On Thursday, 15 July 2004, three history of medicine postgraduates – Jane Adams, Vicky Long and Cathy McClive – were awarded their PhDs at the University of Warwick.

Jane Adams's thesis focused on 'The Mixed Economy for Medical Services in Herefordshire c.1770-1850'. This project examined five broad areas relating to health care provision in Herefordshire in the period 1770 to 1850, and used these to critically examine current historiographical debates in the social history of medicine. Drawing on diverse primary sources and the rich secondary material covering social and political history and local studies in addition to medical history, the central focus of the study is an examination of the social and political dynamics that influenced the shape of health care provision within the context of a changing provincial setting.

Jane currently teaches at the Centre for the History of Medicine at Warwick as well as acting as tutor for the Open University. From September she will be working as Research Assistant to the Centre.

For her thesis, Vicky Long explored 'Changing Public Representations of Mental Illness in Britain 1870-1970’, focusing on public groups directly involved in the care of the mentally ill - psychiatric social workers, psychiatric nurses, psychiatrists and the Mental After Care Association, a charitable organisation established to assist former asylum patients in returning to society and the workforce. Vicky demonstrated the degree to which these groups competed to define mental illness and its treatment in public spaces and the media, including the BBC. She also examined the perspectives of the mentally disordered through their writing.

Since January Vicky has held the post of Research Assistant at the Centre and is developing a new project on workers' health in the twentieth century.

Cathy McClive's thesis was entitled 'Bleeding Flowers and Waning Moons: A History of Menstruation in France, c.1495-1761'. Her study of concepts of menstruation offers insight into medical and lay knowledge of the female body in the early modern period. Catherine consulted a wide range of sources, from Latin and vernacular medical texts, to judicial records and personal memoirs and correspondence to focus particularly on the embodiment of time and notions of sexual difference.

Cathy is now in Paris at the Ecole Pratique des Hautes Etudes, conducting further work on medical expertise and menstruation in France, c.1500-1700, with the support of the Leverhulme Trust.

The Centre wishes Dr Adams, Dr Long and Dr McClive all the best in their careers as historians of medicine.

(Image point grounding data)
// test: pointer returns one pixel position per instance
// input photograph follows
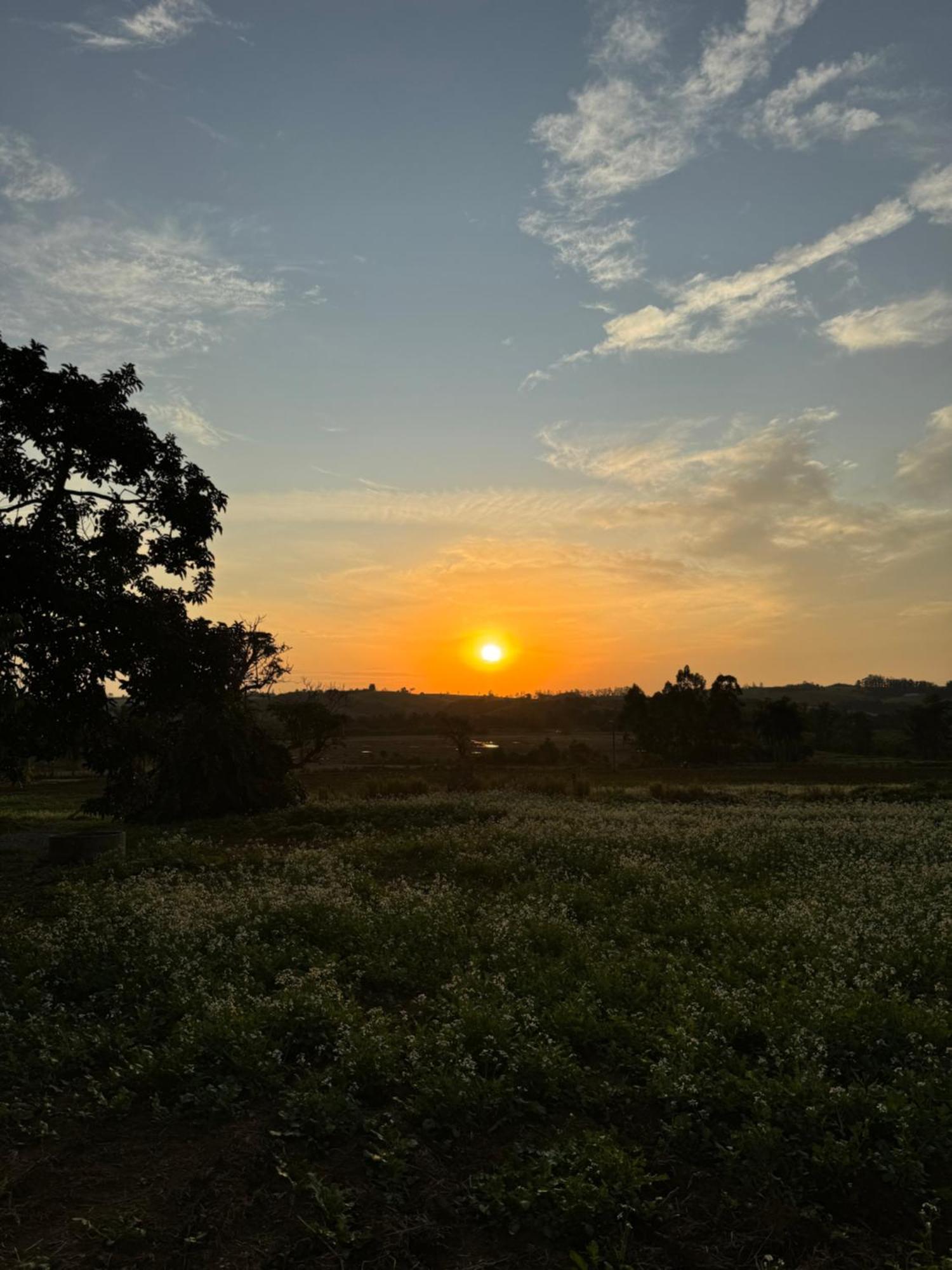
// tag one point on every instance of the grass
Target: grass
(606, 1029)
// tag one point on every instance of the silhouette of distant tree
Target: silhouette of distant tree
(930, 727)
(458, 731)
(780, 726)
(824, 722)
(681, 717)
(633, 718)
(725, 717)
(310, 722)
(860, 733)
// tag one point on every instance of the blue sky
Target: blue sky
(618, 331)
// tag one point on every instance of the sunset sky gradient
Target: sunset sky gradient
(616, 335)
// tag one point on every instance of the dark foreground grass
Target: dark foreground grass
(491, 1031)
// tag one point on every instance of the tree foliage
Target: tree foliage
(105, 537)
(105, 544)
(310, 722)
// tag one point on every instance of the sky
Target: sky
(616, 335)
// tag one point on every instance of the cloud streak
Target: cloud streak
(923, 321)
(626, 130)
(110, 290)
(25, 177)
(152, 27)
(780, 119)
(711, 314)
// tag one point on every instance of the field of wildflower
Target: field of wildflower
(491, 1029)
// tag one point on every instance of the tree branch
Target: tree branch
(74, 493)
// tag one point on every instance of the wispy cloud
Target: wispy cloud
(780, 116)
(631, 37)
(27, 178)
(926, 468)
(155, 25)
(607, 253)
(932, 194)
(110, 290)
(758, 500)
(221, 138)
(628, 130)
(182, 417)
(921, 321)
(711, 314)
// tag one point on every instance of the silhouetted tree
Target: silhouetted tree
(187, 742)
(780, 726)
(725, 717)
(105, 543)
(824, 723)
(930, 728)
(633, 718)
(680, 718)
(105, 531)
(310, 722)
(860, 733)
(459, 732)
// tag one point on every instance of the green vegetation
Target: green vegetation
(656, 1028)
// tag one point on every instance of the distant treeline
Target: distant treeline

### Task prompt
From the announcement about the three medical history doctorates, extract the passage starting at "Cathy McClive's thesis" and ending at "the Leverhulme Trust.", word for word.

### The completed task
Cathy McClive's thesis was entitled 'Bleeding Flowers and Waning Moons: A History of Menstruation in France, c.1495-1761'. Her study of concepts of menstruation offers insight into medical and lay knowledge of the female body in the early modern period. Catherine consulted a wide range of sources, from Latin and vernacular medical texts, to judicial records and personal memoirs and correspondence to focus particularly on the embodiment of time and notions of sexual difference.

Cathy is now in Paris at the Ecole Pratique des Hautes Etudes, conducting further work on medical expertise and menstruation in France, c.1500-1700, with the support of the Leverhulme Trust.